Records
■ ■ ■ ■ ■

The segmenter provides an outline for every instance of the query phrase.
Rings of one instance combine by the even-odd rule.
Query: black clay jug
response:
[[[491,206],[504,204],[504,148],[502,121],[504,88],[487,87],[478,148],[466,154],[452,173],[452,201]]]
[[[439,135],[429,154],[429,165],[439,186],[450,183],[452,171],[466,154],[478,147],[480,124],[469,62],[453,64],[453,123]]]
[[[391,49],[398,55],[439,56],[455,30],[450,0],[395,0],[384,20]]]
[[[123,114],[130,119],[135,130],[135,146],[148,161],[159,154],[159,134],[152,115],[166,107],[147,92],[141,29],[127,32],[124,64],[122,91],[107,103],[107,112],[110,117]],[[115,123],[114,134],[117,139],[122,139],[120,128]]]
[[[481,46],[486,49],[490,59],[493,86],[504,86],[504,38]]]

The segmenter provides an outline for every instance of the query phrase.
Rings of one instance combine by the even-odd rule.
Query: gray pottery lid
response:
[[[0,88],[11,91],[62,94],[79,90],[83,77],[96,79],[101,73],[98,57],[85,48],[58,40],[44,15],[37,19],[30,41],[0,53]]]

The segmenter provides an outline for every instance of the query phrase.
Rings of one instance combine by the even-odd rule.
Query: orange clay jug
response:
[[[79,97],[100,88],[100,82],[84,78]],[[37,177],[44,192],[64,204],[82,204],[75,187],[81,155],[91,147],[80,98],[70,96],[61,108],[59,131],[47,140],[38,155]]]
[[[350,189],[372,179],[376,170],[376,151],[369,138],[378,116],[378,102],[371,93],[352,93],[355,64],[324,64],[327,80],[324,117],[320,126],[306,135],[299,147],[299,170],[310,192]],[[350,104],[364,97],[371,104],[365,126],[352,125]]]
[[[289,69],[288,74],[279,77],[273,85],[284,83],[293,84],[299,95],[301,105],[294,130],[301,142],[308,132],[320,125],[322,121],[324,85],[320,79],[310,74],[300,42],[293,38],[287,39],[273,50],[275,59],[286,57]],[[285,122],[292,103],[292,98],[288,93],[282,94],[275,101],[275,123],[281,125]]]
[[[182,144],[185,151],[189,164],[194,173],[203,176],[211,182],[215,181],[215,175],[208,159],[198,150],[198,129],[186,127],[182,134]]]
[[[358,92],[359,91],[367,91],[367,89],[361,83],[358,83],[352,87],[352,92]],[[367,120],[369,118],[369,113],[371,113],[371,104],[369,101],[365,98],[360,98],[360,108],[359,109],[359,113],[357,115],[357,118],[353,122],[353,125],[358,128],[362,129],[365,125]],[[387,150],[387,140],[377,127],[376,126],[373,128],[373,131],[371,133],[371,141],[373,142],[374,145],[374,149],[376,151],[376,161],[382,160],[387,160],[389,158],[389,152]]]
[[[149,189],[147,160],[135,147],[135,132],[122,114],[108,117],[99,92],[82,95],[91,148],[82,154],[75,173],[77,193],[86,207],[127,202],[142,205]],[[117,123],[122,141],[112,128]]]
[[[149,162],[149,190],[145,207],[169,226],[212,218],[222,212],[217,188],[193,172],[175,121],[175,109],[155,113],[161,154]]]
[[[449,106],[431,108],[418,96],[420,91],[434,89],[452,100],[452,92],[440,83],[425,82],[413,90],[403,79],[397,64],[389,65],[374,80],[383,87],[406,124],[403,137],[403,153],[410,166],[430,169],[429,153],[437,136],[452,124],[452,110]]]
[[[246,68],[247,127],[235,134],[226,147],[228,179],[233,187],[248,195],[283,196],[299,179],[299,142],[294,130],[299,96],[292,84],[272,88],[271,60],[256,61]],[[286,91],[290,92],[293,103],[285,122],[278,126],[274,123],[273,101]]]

■ ■ ■ ■ ■

Lay out everything from the first line of the entries above down to and including the line containing "[[[481,46],[486,49],[490,59],[493,86],[504,86],[504,38]]]" as a numbered list, leaving out any blank lines.

> **RESULT**
1. The segmenter provides an outline for every instance of the query phrase.
2. Rings of one instance combine by the even-odd rule.
3. Query: black clay jug
4. response:
5. [[[491,206],[504,204],[504,148],[502,121],[504,88],[487,87],[478,148],[466,154],[452,173],[452,201]]]
6. [[[439,135],[429,154],[429,165],[439,186],[450,183],[452,171],[466,154],[478,147],[480,124],[469,62],[453,64],[453,123]]]
7. [[[391,49],[398,55],[439,56],[455,30],[450,0],[395,0],[384,20]]]
8. [[[123,114],[130,119],[135,130],[135,146],[148,161],[159,154],[159,134],[152,115],[166,107],[147,92],[141,29],[127,32],[124,64],[122,91],[107,103],[107,112],[110,117]],[[115,123],[114,134],[117,139],[122,139],[120,128]]]
9. [[[481,46],[486,49],[490,59],[493,86],[504,86],[504,38]]]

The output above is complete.